> **Exercise**: Emit the data below verbatim, stripping out any pictures.
━━━━
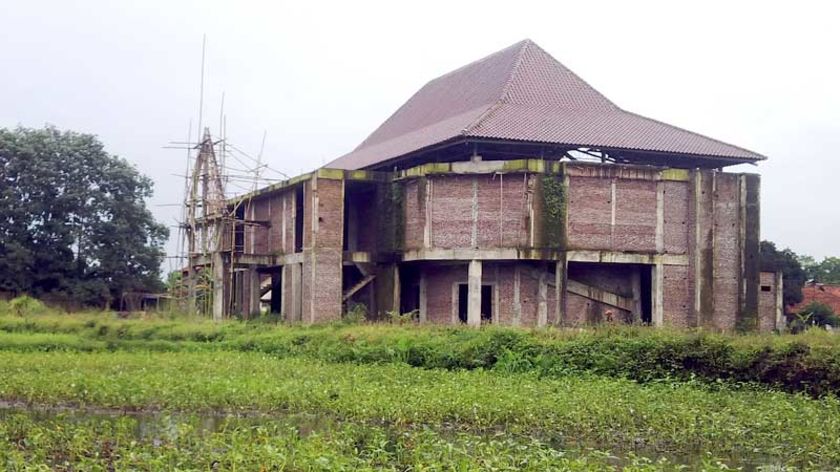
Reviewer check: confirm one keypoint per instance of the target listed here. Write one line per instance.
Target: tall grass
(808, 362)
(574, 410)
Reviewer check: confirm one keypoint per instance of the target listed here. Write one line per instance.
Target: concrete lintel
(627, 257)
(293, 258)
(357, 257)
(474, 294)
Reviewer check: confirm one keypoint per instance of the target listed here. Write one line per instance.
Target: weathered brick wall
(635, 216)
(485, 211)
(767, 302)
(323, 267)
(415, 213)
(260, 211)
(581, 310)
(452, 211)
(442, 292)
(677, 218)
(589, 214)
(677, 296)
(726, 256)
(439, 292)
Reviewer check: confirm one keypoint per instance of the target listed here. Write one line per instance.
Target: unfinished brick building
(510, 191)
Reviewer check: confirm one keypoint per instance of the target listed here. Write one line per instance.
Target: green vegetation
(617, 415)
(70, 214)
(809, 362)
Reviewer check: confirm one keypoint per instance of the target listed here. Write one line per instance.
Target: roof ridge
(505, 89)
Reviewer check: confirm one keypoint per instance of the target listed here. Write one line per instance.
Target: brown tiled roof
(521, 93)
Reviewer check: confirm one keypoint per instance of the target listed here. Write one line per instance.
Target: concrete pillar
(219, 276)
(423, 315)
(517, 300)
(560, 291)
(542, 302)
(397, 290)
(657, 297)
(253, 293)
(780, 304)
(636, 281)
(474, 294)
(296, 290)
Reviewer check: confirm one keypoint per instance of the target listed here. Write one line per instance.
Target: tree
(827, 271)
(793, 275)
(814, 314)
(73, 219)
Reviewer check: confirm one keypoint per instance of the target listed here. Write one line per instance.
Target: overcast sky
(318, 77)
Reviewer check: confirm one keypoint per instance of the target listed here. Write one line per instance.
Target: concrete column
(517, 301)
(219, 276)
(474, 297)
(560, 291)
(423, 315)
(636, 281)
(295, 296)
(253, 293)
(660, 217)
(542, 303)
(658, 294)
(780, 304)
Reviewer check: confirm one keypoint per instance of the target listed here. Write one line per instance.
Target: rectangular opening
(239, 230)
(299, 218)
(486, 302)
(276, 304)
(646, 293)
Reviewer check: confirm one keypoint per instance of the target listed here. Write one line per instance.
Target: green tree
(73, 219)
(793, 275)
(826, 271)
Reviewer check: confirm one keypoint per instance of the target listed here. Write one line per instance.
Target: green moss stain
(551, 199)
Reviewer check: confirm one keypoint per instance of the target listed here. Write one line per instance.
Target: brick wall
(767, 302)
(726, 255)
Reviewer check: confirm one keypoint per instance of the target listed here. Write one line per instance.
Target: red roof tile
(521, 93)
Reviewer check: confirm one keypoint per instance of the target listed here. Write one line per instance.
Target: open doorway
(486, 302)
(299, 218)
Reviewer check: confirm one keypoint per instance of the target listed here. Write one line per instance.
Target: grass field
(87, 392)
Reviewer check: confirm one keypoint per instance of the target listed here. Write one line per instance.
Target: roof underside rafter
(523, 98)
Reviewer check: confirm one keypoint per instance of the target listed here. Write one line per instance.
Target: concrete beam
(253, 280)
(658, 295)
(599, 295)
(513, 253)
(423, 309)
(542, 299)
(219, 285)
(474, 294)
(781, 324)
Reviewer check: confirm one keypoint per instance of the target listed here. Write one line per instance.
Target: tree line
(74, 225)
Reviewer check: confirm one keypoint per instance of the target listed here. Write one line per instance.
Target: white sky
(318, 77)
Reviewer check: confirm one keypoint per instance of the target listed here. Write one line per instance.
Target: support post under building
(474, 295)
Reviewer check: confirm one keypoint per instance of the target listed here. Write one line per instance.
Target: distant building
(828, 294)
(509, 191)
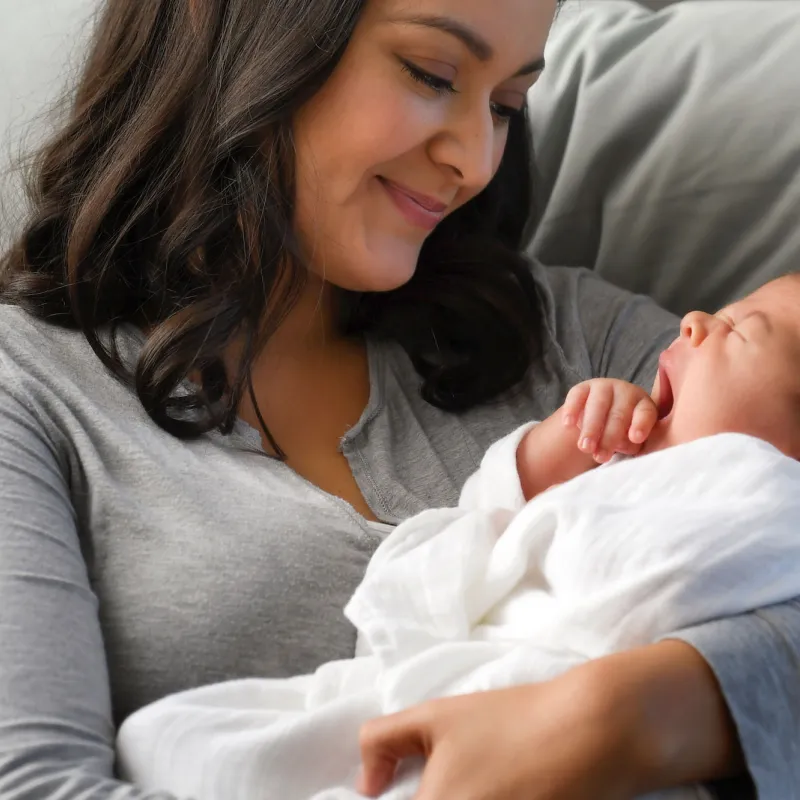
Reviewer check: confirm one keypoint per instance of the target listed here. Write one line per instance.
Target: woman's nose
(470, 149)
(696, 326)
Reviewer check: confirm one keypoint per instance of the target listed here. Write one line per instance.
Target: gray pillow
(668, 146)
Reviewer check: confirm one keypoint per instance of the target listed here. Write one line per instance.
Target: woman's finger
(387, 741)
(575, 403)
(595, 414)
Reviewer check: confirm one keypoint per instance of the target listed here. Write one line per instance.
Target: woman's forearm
━━━━
> **Exercise solution**:
Reviewer check: confirm one keypoint per instance of the target listed here. Write one line per instance.
Target: tall grass
(808, 362)
(574, 410)
Reviewer check: confirm one keypoint per instance of the target listed here. Write one line per instance.
Target: concrete lintel
(627, 257)
(293, 258)
(357, 257)
(474, 294)
Reviewer check: confirm one keypoint per instance of the target listed here. Write one line per instance.
Target: weathered brick wall
(635, 216)
(485, 211)
(767, 302)
(323, 267)
(415, 213)
(260, 211)
(581, 310)
(452, 211)
(442, 292)
(677, 218)
(589, 214)
(677, 296)
(726, 256)
(439, 292)
Reviewer check: confirm one keypoint per instance of the target listed here. Write one line per instance.
Target: unfinished brick building
(510, 191)
Reviewer check: confirm one keypoint per instance of the target listed here. Write one line per instance.
Target: green vegetation
(617, 415)
(70, 214)
(809, 362)
Reviewer check: confirm one keypoint per instance of the target listed here. Write one line per instance.
Target: roof ridge
(505, 89)
Reviewer check: confirm one keypoint per instance of the target listed here. Write one line per instance.
Target: brown tiled roof
(521, 93)
Reviewer check: confirm one keypoint per instance of the target listed here. Write one line per instance.
Target: concrete pillar
(219, 276)
(423, 315)
(517, 300)
(560, 291)
(542, 302)
(397, 290)
(657, 297)
(253, 293)
(780, 304)
(636, 281)
(474, 294)
(296, 290)
Reviewer check: confirm one keypoint per instance of the target listed here. Write one line per instance.
Target: tree
(827, 271)
(793, 275)
(814, 314)
(73, 219)
Reviewer check: confirm one keypoint per instance of the target listed here. Write one line per instance.
Target: overcast sky
(318, 77)
Reviewer check: confirm one keypoint per instance of the target listed here. Write one line per instance.
Target: concrete column
(517, 301)
(219, 276)
(474, 297)
(560, 291)
(423, 315)
(636, 281)
(295, 296)
(253, 293)
(660, 217)
(542, 303)
(658, 294)
(780, 304)
Reviewer check: confirm one keypoint per instance of the target listed here. Write one line per instance.
Target: rectangular opening
(239, 230)
(299, 218)
(486, 302)
(276, 304)
(646, 293)
Reviewer check: confirm one keypoint per instance of the target listed here. Write one line per instance.
Target: green tree
(73, 219)
(793, 275)
(826, 271)
Reviewer check: confirm one keypoint per instance of the target listed here. Write one line per instance.
Target: green moss stain
(551, 199)
Reviewer check: confirm one keypoint per instance of the target listed here. Write one line per instance.
Target: brick wall
(767, 302)
(726, 255)
Reviewer check: confirm one keypoint per instance of the target listed here. Write one line per instance.
Target: red roof tile
(521, 93)
Reviewer check: confirm one keypoint per instance of the target listed here. Write one line per instance.
Target: open doorway
(486, 302)
(299, 218)
Reviewer check: confirm one keypoint per instance of the target listed here. Write one line per instance.
Target: grass field
(87, 392)
Reviewer check: confirm one keypoint per instance of the target listed here. Write one line per instance.
Target: roof underside rafter
(523, 98)
Reviewer check: confirm one keypoint per instance of the target listed here. Write one line per instance.
Target: concrete beam
(253, 280)
(658, 295)
(599, 295)
(513, 253)
(423, 309)
(542, 299)
(219, 285)
(474, 294)
(781, 324)
Reviewer check: confirm one keypoint per instance of the target listed here. Write one line per instance.
Target: tree line
(74, 225)
Reviewer check: confirm one keypoint per instance of the target listed here. Write one line per instance.
Target: white sky
(318, 77)
Reviewer check: confirm one keypoint per instance of the target listed here. Write one line per instance.
Target: support post under building
(474, 295)
Reviewer check: confirm one keypoint per instance of the target listed here. Write one line per instance.
Target: distant building
(828, 294)
(509, 191)
Reviewer check: confirm one keypoint per instance of the target listed here. Write one line per instance.
Target: woman's nose
(470, 149)
(696, 326)
Reviewer check: confirm one keypoint per instance of the target listed here. Write one line per instance.
Target: gray pillow
(668, 146)
Reviewer check: confirm one keypoint per instance of the target listed here. Write one line per instance.
Target: woman's finger
(387, 741)
(575, 403)
(595, 414)
Reviewer check: confirm one keypoint per instance of the target listed here. Write one line per instance.
Target: woman's forearm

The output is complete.